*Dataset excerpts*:
== Segment start ==
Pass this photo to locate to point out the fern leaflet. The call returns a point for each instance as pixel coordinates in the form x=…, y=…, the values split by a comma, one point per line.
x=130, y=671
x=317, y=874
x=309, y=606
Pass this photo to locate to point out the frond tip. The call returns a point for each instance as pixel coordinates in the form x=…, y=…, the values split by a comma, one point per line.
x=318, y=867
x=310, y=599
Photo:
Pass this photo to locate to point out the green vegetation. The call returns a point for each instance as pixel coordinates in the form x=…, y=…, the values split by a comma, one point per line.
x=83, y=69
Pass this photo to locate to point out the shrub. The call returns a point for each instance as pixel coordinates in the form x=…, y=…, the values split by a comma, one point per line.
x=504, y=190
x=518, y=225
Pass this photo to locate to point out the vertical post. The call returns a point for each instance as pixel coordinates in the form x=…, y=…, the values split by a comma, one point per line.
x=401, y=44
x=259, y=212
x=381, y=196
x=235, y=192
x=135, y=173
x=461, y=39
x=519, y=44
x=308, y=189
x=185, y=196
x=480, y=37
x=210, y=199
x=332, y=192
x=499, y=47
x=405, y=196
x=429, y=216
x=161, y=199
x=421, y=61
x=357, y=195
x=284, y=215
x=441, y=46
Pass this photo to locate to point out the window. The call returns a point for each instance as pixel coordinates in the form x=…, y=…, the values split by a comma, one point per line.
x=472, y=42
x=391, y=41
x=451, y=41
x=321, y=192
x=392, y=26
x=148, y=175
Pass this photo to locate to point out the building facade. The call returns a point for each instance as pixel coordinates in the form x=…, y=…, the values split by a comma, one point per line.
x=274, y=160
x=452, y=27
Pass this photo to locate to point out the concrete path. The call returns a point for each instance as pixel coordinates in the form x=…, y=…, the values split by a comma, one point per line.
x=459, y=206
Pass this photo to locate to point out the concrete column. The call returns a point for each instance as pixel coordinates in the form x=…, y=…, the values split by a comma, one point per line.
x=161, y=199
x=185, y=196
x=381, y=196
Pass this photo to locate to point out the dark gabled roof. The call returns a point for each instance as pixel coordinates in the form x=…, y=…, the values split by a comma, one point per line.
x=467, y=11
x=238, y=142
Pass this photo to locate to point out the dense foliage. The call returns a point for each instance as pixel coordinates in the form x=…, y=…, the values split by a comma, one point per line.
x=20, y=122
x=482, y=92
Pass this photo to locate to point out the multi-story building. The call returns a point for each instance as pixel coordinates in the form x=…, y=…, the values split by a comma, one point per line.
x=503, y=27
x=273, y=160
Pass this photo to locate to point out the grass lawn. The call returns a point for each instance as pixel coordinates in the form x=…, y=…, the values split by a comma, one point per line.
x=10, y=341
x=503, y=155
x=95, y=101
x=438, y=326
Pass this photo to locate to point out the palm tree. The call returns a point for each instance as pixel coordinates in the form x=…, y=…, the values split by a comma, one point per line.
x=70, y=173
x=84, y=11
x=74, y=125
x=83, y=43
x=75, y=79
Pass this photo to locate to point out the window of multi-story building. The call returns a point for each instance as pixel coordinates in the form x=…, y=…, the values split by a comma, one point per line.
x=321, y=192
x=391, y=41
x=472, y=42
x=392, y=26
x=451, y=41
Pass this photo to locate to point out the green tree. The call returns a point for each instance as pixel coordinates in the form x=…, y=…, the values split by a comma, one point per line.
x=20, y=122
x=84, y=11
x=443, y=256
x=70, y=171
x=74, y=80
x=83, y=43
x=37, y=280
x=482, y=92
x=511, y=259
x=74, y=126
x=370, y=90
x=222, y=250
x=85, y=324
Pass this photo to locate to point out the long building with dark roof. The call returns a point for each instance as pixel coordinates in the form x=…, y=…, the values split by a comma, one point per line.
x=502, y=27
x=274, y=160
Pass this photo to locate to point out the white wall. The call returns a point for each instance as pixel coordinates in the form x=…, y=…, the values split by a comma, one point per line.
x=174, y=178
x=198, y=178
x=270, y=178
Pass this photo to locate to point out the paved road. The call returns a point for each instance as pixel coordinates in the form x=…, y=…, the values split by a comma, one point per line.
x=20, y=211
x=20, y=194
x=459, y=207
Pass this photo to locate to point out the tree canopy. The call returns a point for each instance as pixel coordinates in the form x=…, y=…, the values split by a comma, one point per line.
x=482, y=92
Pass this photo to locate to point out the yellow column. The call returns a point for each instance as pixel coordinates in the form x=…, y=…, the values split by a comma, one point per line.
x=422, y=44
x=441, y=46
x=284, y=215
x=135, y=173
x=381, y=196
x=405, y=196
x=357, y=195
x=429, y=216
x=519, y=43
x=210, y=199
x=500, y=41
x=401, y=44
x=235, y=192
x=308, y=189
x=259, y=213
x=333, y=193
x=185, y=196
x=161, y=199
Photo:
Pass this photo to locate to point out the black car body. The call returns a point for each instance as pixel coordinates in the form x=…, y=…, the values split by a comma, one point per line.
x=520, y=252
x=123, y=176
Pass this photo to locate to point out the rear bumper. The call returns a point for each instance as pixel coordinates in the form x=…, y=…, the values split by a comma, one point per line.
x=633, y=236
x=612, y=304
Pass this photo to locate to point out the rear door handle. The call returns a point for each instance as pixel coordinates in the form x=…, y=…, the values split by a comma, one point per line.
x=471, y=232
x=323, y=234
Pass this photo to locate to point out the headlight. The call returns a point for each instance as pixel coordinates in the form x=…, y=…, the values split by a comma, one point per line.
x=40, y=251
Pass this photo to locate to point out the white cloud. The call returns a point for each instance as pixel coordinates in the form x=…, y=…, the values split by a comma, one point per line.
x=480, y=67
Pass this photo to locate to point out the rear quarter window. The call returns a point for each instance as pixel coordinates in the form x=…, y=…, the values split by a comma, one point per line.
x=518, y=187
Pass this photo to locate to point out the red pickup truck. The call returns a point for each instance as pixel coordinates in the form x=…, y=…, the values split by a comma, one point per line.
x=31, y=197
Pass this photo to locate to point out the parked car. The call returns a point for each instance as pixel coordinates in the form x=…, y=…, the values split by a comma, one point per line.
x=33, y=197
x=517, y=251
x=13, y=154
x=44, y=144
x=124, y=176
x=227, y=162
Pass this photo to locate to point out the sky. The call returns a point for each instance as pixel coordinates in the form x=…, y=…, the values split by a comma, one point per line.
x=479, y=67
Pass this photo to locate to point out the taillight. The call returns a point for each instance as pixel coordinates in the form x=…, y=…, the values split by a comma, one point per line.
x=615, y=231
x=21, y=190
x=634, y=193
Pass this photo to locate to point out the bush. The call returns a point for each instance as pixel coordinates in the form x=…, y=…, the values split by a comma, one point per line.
== Segment end ==
*TASK TO CARRY OUT*: Each line of the data is to be transcribed exactly, with nothing left out.

*ANSWER TO THE EXERCISE*:
Pass this photo to locate to point out the fern leaflet. The call returns a point for each instance as pixel coordinates in the form x=…, y=…, the values split by a comma, one point per line.
x=130, y=671
x=317, y=874
x=309, y=606
Pass this photo to locate to point out the frond tip. The call returns a point for each instance as pixel coordinates in the form x=…, y=…, the values split by a comma, one point per line.
x=318, y=867
x=310, y=599
Photo:
Pass this photo to locate to point out the green vegetation. The call returns a point for each instance as pixel coordinates in the form x=…, y=…, the values split by a comma, one point per line.
x=83, y=69
Pass this photo to locate to point out the shrub. The call returns a point for each instance as pixel coordinates in the form x=…, y=…, the values split by a comma, one point per line.
x=504, y=190
x=518, y=225
Pass this photo to locate to point out the vertical post. The call returns a point for each instance as pixel coordinates in the form x=…, y=…, the values split by a comma, one point per line.
x=401, y=44
x=259, y=212
x=381, y=196
x=235, y=192
x=135, y=173
x=461, y=39
x=519, y=44
x=308, y=189
x=185, y=196
x=480, y=37
x=210, y=199
x=332, y=192
x=499, y=47
x=405, y=196
x=429, y=216
x=161, y=199
x=421, y=61
x=357, y=195
x=284, y=215
x=441, y=46
Pass this photo to locate to point out the window. The call returns a point for each instance as pixel coordinates in the form x=…, y=…, the values split by a comma, one point per line.
x=472, y=42
x=391, y=41
x=451, y=41
x=321, y=192
x=392, y=26
x=148, y=175
Pass this photo to locate to point out the building facade. The call returns a point for each instance as pixel coordinates in the form x=…, y=…, the values split by a comma, one point per line.
x=274, y=160
x=452, y=27
Pass this photo to locate to point out the concrete path. The call returns a point for each instance as pixel coordinates in the form x=…, y=…, the values split by a comma, one point per line.
x=459, y=206
Pass this photo to locate to point out the concrete column. The call returns a point for each instance as pixel coordinates in the form x=…, y=…, the values split by a comma, one point per line.
x=161, y=199
x=185, y=196
x=381, y=196
Pass this photo to locate to point out the dark gabled roof. The call returns a point for each instance as pixel coordinates in the form x=…, y=…, the values split by a comma, one point per line.
x=467, y=11
x=238, y=142
Pass this photo to locate to point out the dense foliage. The call returns a point for each instance as pixel coordinates in the form x=…, y=…, the values split by a comma, one point per line.
x=20, y=122
x=482, y=92
Pass this photo to locate to point out the multi-story building. The call returns a point for each instance as pixel coordinates in the form x=…, y=…, the values split by a comma, one point per line.
x=503, y=27
x=273, y=160
Pass this photo to locate to point out the grass lawn. The call returns a point for each instance as pixel coordinates in the form x=…, y=…, the values split by a comma, one point per line.
x=10, y=341
x=503, y=155
x=95, y=101
x=438, y=326
Pass this photo to locate to point out the palm tree. The call returns a point for each instance as pixel coordinates in the form x=…, y=…, the values split by a comma, one point per line.
x=70, y=173
x=84, y=11
x=74, y=125
x=83, y=43
x=75, y=79
Pass this photo to locate to point out the window of multi-story building. The call returns a point for each instance as pixel coordinates in the form x=…, y=…, the values split by a comma, one point per line.
x=321, y=192
x=391, y=41
x=472, y=42
x=392, y=26
x=451, y=41
Pass this photo to locate to point out the green tree. The call returns a point for each instance as pixel coordinates in the form x=…, y=…, the values split by a comma, one point per line.
x=20, y=122
x=84, y=11
x=443, y=256
x=70, y=171
x=74, y=80
x=83, y=43
x=37, y=280
x=482, y=92
x=511, y=259
x=74, y=126
x=370, y=90
x=222, y=250
x=85, y=324
Pass this photo to locate to point out the long building with dark roof. The call returns a point for each instance as pixel coordinates in the form x=…, y=…, the values split by a comma, one point per line.
x=502, y=27
x=274, y=160
Pass this photo to locate to point out the white wall. The call returns a point for each instance as pixel coordinates in the form x=…, y=…, the values split by a comma, one point per line.
x=174, y=178
x=198, y=178
x=270, y=178
Pass this photo to locate to point out the paved road. The call returns a point for each instance as pixel coordinates in the form x=…, y=…, the values split by a comma, one point per line.
x=20, y=211
x=20, y=194
x=459, y=207
Pass this photo to locate to point out the tree canopy. The call returns a point for each instance as pixel coordinates in the form x=…, y=…, the values split by a comma, one point per line.
x=482, y=92
Pass this photo to locate to point out the yellow column. The call returns a point for each instance as pixel coordinates in the form x=…, y=…, the values split by a comma, one point per line.
x=422, y=44
x=441, y=46
x=284, y=215
x=135, y=173
x=381, y=196
x=405, y=196
x=357, y=195
x=429, y=216
x=519, y=43
x=210, y=199
x=500, y=41
x=401, y=44
x=235, y=192
x=308, y=189
x=259, y=213
x=333, y=193
x=185, y=196
x=161, y=199
Photo:
Pass this photo to locate to point out the black car body. The call returns a point for each instance as pixel coordinates in the form x=…, y=…, the values split by a comma, one point per line.
x=520, y=252
x=123, y=176
Pass this photo to locate to point out the rear bumper. The call returns a point for each instance as pixel coordinates in the form x=…, y=…, the values split by a comma, one point per line.
x=633, y=236
x=612, y=304
Pass this photo to locate to point out the rear door handle. The call returns a point for each instance as pixel coordinates in the form x=…, y=…, the values split by a comma, one point per line.
x=471, y=232
x=323, y=234
Pass this photo to locate to point out the headlight. The call returns a point for each instance as pixel coordinates in the form x=…, y=…, the values split by a comma, one point per line.
x=40, y=251
Pass this photo to locate to point out the white cloud. The call returns a point for each instance as pixel coordinates in the form x=…, y=…, the values split by a comma, one point per line.
x=480, y=67
Pass this photo to locate to point out the rear quarter window. The call returns a point for each instance as pixel coordinates in the form x=…, y=…, the values split by a comma, one point per line.
x=518, y=187
Pass this photo to locate to point out the red pickup truck. The call returns a point for each instance as pixel coordinates in the form x=…, y=…, the values split by a comma, one point per line.
x=31, y=197
Pass this photo to locate to point out the parked car. The call returns a point for each instance as pixel coordinates in the form x=…, y=…, the values split by a comma, one point per line.
x=33, y=197
x=517, y=251
x=13, y=154
x=44, y=144
x=124, y=176
x=227, y=162
Pass this photo to locate to point out the sky. The call returns a point for each instance as pixel coordinates in the form x=…, y=…, the values split by a comma, one point per line.
x=479, y=67
Pass this photo to locate to point out the taillight. The call returns a point for each instance as pixel coordinates in the form x=…, y=…, the values split by a comma, one point per line.
x=615, y=231
x=21, y=190
x=634, y=193
Pass this photo to locate to point out the bush. The call returns a point for each instance as pixel coordinates in the form x=…, y=…, the values split by a comma, one point per line.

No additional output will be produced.